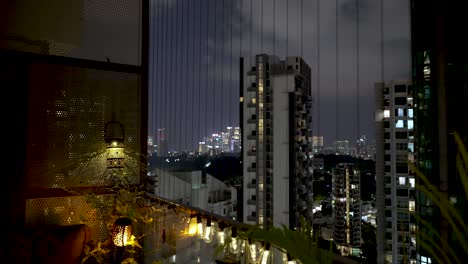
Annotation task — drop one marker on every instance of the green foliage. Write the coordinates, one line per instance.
(300, 244)
(439, 245)
(128, 200)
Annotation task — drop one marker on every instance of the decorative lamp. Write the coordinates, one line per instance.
(221, 233)
(234, 244)
(208, 234)
(290, 259)
(122, 231)
(114, 137)
(199, 226)
(253, 250)
(266, 254)
(193, 226)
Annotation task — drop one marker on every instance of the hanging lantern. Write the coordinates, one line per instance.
(114, 138)
(234, 246)
(266, 254)
(208, 231)
(221, 233)
(193, 227)
(253, 250)
(122, 231)
(199, 226)
(289, 259)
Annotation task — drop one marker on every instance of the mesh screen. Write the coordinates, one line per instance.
(68, 110)
(95, 30)
(71, 210)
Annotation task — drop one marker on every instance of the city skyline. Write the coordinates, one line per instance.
(199, 65)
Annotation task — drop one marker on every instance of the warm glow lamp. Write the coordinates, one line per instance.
(114, 138)
(199, 226)
(234, 245)
(266, 254)
(122, 231)
(193, 227)
(208, 234)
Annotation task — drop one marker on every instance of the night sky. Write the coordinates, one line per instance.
(196, 45)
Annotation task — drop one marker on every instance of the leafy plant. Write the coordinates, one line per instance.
(299, 244)
(439, 246)
(127, 200)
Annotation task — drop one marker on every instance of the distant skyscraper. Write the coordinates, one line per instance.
(440, 85)
(346, 200)
(224, 142)
(395, 192)
(161, 142)
(317, 144)
(341, 147)
(277, 143)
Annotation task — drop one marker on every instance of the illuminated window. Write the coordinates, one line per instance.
(400, 124)
(411, 147)
(412, 182)
(401, 112)
(386, 113)
(402, 180)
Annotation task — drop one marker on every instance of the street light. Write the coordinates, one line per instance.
(114, 137)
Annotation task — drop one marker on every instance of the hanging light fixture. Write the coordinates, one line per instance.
(122, 231)
(208, 231)
(199, 226)
(221, 233)
(114, 137)
(290, 260)
(234, 247)
(193, 226)
(266, 254)
(253, 250)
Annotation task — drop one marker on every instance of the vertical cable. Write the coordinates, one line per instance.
(199, 79)
(214, 65)
(261, 28)
(153, 55)
(274, 27)
(187, 90)
(251, 29)
(222, 69)
(337, 73)
(200, 69)
(287, 31)
(192, 97)
(382, 55)
(302, 29)
(318, 68)
(177, 98)
(207, 65)
(166, 33)
(230, 70)
(358, 112)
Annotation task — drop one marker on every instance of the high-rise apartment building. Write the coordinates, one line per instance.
(161, 142)
(217, 143)
(440, 81)
(396, 239)
(317, 144)
(341, 147)
(277, 141)
(346, 208)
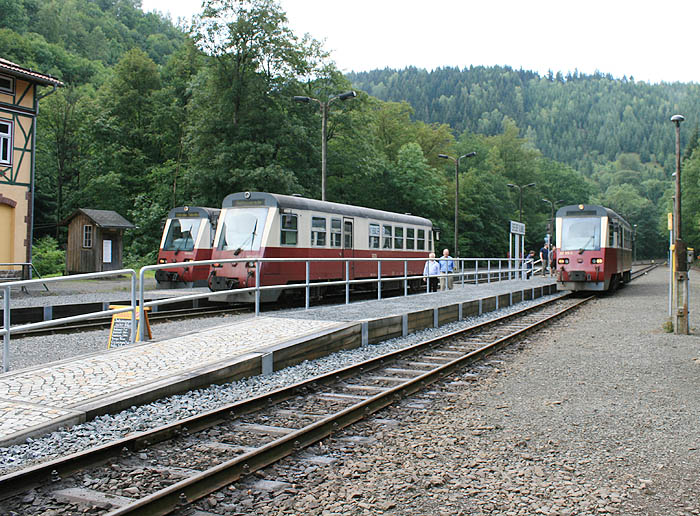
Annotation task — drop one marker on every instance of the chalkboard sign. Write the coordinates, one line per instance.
(120, 332)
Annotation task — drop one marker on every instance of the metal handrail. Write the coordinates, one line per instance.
(7, 329)
(307, 283)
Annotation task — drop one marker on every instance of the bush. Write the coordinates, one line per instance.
(47, 258)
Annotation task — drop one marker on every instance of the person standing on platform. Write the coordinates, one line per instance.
(447, 267)
(431, 271)
(544, 256)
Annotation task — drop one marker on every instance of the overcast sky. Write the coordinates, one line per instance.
(652, 41)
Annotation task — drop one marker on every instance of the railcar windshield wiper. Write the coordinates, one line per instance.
(251, 238)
•••••
# AIM
Retype each record exactly as it stands, but do not include the pictures.

# OUTPUT
Annotation task — drop one marker on every instance of the green foliage. Write the coordinates, one line per instance.
(300, 244)
(439, 245)
(128, 200)
Annotation task — drop one marker on every instance of the decorative lamp. Write the coordinates, one line per instance.
(221, 233)
(234, 244)
(208, 234)
(290, 259)
(122, 231)
(114, 137)
(199, 226)
(253, 250)
(266, 254)
(193, 226)
Annotation task — drop one marker on every instance of the hanging lantern. Write the coordinates, one line per instance.
(114, 138)
(234, 246)
(266, 254)
(208, 231)
(221, 233)
(193, 227)
(253, 250)
(122, 231)
(199, 226)
(289, 259)
Annotation task — drop one marker on every instance of the mesh screen. Write the coordinates, one line per instance.
(68, 110)
(95, 30)
(71, 210)
Annotation task — drop one marker on every instance of the city skyline. Write the coordinates, one line per instance.
(199, 65)
Annotation task — drop one marker on every instance of the warm glow lamp. Write the coordinates, one line per instance.
(114, 138)
(199, 226)
(234, 245)
(266, 254)
(122, 231)
(193, 227)
(208, 234)
Annotation task — drop one marker on every instance of the night sky. Write the coordinates, one line per instance.
(196, 45)
Annotation task — drop one marker on every instance of the leafy plant. Write the coordinates, one line per instance.
(299, 244)
(439, 246)
(127, 200)
Annotation task — drop one marker on every instance of the distant skyscraper. Write the coordinates, one line per instance.
(440, 85)
(346, 200)
(224, 142)
(395, 192)
(161, 142)
(317, 144)
(341, 147)
(277, 143)
Annotation task — drop one marker on every instance of the illuminated window. Write the coordinates, one line per instance.
(400, 124)
(411, 147)
(412, 182)
(401, 112)
(386, 113)
(402, 180)
Annotation task — drop one marker on every instance of the street light. Write the coordinates, one line per instance.
(114, 137)
Annotation task — drop one marker on every instance of the hanging light fixture. Write the coordinates, one line per instance.
(122, 231)
(208, 231)
(199, 226)
(221, 233)
(114, 137)
(290, 260)
(234, 247)
(193, 226)
(266, 254)
(253, 250)
Annotation task — drop one marker on every instance of the vertical cable. Write the coordinates, one line per instance.
(199, 79)
(214, 65)
(261, 28)
(153, 55)
(274, 27)
(187, 90)
(251, 29)
(222, 69)
(337, 73)
(200, 69)
(287, 31)
(192, 97)
(382, 55)
(302, 29)
(318, 68)
(177, 98)
(207, 65)
(166, 33)
(230, 70)
(358, 112)
Annotation task — drop one marker on every instance of the high-rise apartment building. Write the coordinates, one line per instance.
(161, 142)
(217, 143)
(440, 81)
(396, 239)
(317, 144)
(341, 147)
(277, 141)
(346, 208)
Annotation task — drop one marker on every instance of the chalkboard sign. Write the coordinates, one line per instance.
(120, 332)
Annotation task — drop one marker on every instance of the metal handrail. Write the coordinates, one line per instance.
(7, 329)
(307, 283)
Annotation task — drop one marker on every instance of the bush. Write the coordinates, one line per instance.
(47, 258)
Annotation task — drop one marker on every instance of the person standing on platform. Write the coordinates, one line per instance.
(447, 267)
(431, 271)
(544, 256)
Annotation task — drop one marker on every instance of the overcast sky. Write the coordinates, one line per instance.
(652, 41)
Annotation task — drop one marker on every instance of the railcar windshield wiper. Write the coordinates, one line per instance.
(251, 238)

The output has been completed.